People’s willingness, preferences and public health
What is it that makes people decide not to vaccinate their children or take part in a screening programme? And what would make them consider doing it? With the help of Discrete Choice Experiments, Jorien Veldwijk is trying to find out what people prefer and how willing they are to participate in public health interventions.
There is always an element of risk involved in public health. But risk is difficult to understand and to communicate, especially the very small probabilities research in public health has to deal with, for example when 1 in 1,000,000 risk experiencing side effects after vaccination. According to Jorien Veldwijk, risk information is interpreted differently depending on how it is framed. People attach significantly higher values on a positive risk term such as survival than they do on a negative risk term like mortality. They also focus more on positive than negative risks. In order to ‘handle’ risks, people tend to interpret risk in categories, for example low, middle and high, without evaluating the numerical value of the risk.
This means that when we ask people to weigh risks, they will probably not tell you if they think 1 in 10 is a low risk. What you find out is that they consider it the lowest risk compared to the other risks it is weighted against. This means that, in numerical terms, a low risk can range from miniscule (1 in 1.000.000) to low (1 in 1.000). People perceive the difference between 1 in 1.000.000 or 100.000 essentially the same as the difference between 1 in 100.000 or 10.000, although the absolute difference is very different. Research shows that also for very high risk, people don’t really interpret the differences statistically correct. And people react differently if the risk is listed as 1 in 20 or 5 %.
Jorien Veldwijk’s PhD thesis had a method focus and used Discrete Choice Experiments, or DCE’s as they are also called, to determine people’s preference and explain their willingness to participate in in public health interventions. It is a way of capturing how people make trade-offs and weigh risks against benefits by using different attributes. With traditional questionnaires, researchers end up with a rating or ranking. A DCE adds value because it allows researchers to quantify the importance people place in different attributes relative to others.
During her PhD, Jorien Veldwijk worked at the Dutch National Institute for Public Health and the Environment (RIVM). This meant she was able to test DCE’s on three Dutch public health interventions: a lifestyle intervention for diabetes patients, one rotavirus vaccination and genetic screening for colorectal cancer. So why is it that people decide not to participate? According Jorien Veldwijk, they have different reasons. When it comes to rotavirus vaccination, parents severely over-estimated the side effects of the vaccine. For example, the risk for a sore arm or bowel issues is one in one million, but even so, these risks influenced parental decision making enormously, in a negative way.

*Supplied entries*

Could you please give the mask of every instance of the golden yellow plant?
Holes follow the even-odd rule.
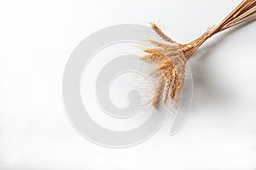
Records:
[[[156,66],[150,73],[150,76],[157,77],[151,105],[157,107],[160,102],[166,104],[169,98],[177,104],[180,90],[184,82],[186,63],[195,50],[214,34],[255,19],[256,15],[253,15],[255,13],[256,0],[243,0],[218,25],[208,28],[200,37],[186,44],[174,42],[154,23],[151,23],[152,29],[165,41],[165,42],[150,41],[153,47],[144,48],[146,54],[141,58]]]

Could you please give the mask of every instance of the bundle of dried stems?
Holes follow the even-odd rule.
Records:
[[[151,105],[157,107],[160,102],[166,104],[168,99],[177,105],[180,90],[184,82],[186,63],[195,50],[214,34],[255,19],[255,13],[256,0],[243,0],[218,25],[208,28],[200,37],[186,44],[173,41],[154,23],[151,23],[152,29],[165,41],[165,42],[150,41],[153,47],[144,48],[146,54],[142,57],[142,60],[149,61],[156,66],[150,73],[150,76],[157,78],[154,94],[150,101]]]

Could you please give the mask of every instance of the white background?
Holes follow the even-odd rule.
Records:
[[[255,169],[255,22],[212,37],[190,61],[195,96],[183,129],[108,149],[81,137],[62,105],[69,54],[95,31],[160,23],[180,42],[239,0],[1,1],[0,169]]]

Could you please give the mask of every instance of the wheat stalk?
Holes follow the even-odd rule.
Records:
[[[153,48],[144,48],[146,54],[141,58],[156,66],[150,76],[159,76],[151,105],[157,107],[160,102],[166,104],[168,98],[177,105],[180,89],[184,82],[186,63],[196,49],[214,34],[255,19],[255,13],[256,0],[243,0],[218,25],[208,28],[200,37],[186,44],[174,42],[154,23],[151,23],[152,29],[165,41],[150,41]]]

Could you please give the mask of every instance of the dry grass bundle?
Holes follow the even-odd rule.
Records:
[[[253,15],[255,13],[256,0],[243,0],[218,25],[208,28],[200,37],[187,44],[174,42],[154,23],[151,23],[152,29],[165,41],[151,41],[153,48],[143,49],[146,54],[142,57],[142,60],[152,62],[156,66],[150,73],[150,76],[158,79],[151,105],[157,107],[160,102],[166,104],[169,98],[177,105],[179,93],[184,82],[186,62],[195,50],[214,34],[256,18],[256,15]]]

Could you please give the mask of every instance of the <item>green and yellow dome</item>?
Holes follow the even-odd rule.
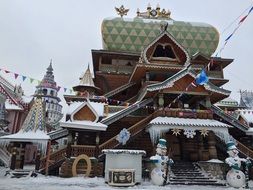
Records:
[[[172,19],[133,19],[116,17],[102,22],[103,48],[109,51],[140,53],[168,23],[169,32],[189,53],[211,56],[219,42],[219,33],[205,23],[174,21]]]

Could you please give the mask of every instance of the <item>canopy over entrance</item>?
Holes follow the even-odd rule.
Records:
[[[173,135],[177,136],[182,133],[187,138],[194,138],[196,131],[199,131],[203,136],[207,136],[208,131],[213,131],[215,135],[226,142],[230,138],[228,133],[229,127],[231,126],[214,119],[156,117],[149,123],[147,131],[153,144],[156,144],[162,134],[170,130],[173,132]]]

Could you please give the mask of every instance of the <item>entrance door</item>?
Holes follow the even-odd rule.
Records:
[[[172,134],[166,134],[168,154],[173,160],[181,160],[179,138]]]

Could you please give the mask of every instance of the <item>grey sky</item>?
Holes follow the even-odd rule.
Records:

*Activity list*
A) In the article on public health choices, give the part again that opens with "People’s willingness, preferences" and closes with "participate in public health interventions.", replacing "screening programme" with "screening program".
B) According to the article on public health choices, what did parents severely overestimate about the rotavirus vaccine?
C) Summarize the article on public health choices in two sentences.

*Activity answers*
A)
People’s willingness, preferences and public health
What is it that makes people decide not to vaccinate their children or take part in a screening program? And what would make them consider doing it? With the help of Discrete Choice Experiments, Jorien Veldwijk is trying to find out what people prefer and how willing they are to participate in public health interventions.

B) They severely overestimated the vaccine's side effects.

C) Jorien Veldwijk used Discrete Choice Experiments to learn what people prefer and how willing they are to take part in public health interventions, because these experiments measure how much weight people give different attributes relative to one another. Her work shows that people read risk differently depending on how it is framed and tend to sort it into rough categories rather than judge the numbers, as with parents who badly overestimated the side effects of rotavirus vaccination.